• _WHAT THE TASK ASKS_:
In the data below, replace "instance" with "occurrence" and leave everything else unchanged. Rewrite everything from the line containing "target | boulder" down to the end of the data, and leave the picture out.

• _ITEMS_:
◇ ◇ ◇

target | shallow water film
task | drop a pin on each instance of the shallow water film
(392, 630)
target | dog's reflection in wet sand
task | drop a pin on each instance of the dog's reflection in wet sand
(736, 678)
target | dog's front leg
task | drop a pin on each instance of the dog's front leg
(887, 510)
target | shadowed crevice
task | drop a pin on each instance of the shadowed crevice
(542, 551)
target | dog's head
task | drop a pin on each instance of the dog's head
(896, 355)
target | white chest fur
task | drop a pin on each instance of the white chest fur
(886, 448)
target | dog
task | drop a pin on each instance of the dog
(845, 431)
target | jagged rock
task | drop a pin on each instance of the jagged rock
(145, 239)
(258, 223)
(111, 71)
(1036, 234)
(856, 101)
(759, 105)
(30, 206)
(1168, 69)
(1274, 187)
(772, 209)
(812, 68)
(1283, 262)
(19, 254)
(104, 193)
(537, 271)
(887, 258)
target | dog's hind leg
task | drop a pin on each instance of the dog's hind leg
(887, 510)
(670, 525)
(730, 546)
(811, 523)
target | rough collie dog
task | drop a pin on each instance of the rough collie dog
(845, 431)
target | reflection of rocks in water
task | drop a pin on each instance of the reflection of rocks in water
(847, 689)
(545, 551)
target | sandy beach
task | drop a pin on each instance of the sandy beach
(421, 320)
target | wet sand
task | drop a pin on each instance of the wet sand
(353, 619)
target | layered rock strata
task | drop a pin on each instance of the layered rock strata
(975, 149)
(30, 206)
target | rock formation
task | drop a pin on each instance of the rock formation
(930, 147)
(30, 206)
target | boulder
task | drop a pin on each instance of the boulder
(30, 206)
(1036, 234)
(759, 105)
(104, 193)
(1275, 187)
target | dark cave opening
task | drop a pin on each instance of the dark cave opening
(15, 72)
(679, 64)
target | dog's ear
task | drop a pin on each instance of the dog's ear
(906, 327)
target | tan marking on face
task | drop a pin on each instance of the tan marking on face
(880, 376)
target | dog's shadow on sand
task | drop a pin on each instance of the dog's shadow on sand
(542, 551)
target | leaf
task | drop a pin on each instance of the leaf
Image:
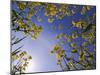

◇ ◇ ◇

• _RIGHT ANSWER_:
target | boulder
task | drop a pin on each occurrence of the boulder
(30, 206)
(1036, 234)
(759, 105)
(104, 193)
(1275, 187)
target | dark cave opening
task | drop a pin on each occurrence of the dark cave opening
(15, 72)
(679, 64)
target | dog's ear
task | drop a pin on each occurrence of the dog's ear
(906, 327)
target | tan marking on face
task | drop a pin on each occurrence of the tan marking on face
(880, 376)
target | dog's shadow on sand
task | drop a pin on each occurrence of the dog's shadow on sand
(542, 551)
target | leaf
task | drop a pin on each occurrence of the leaf
Image:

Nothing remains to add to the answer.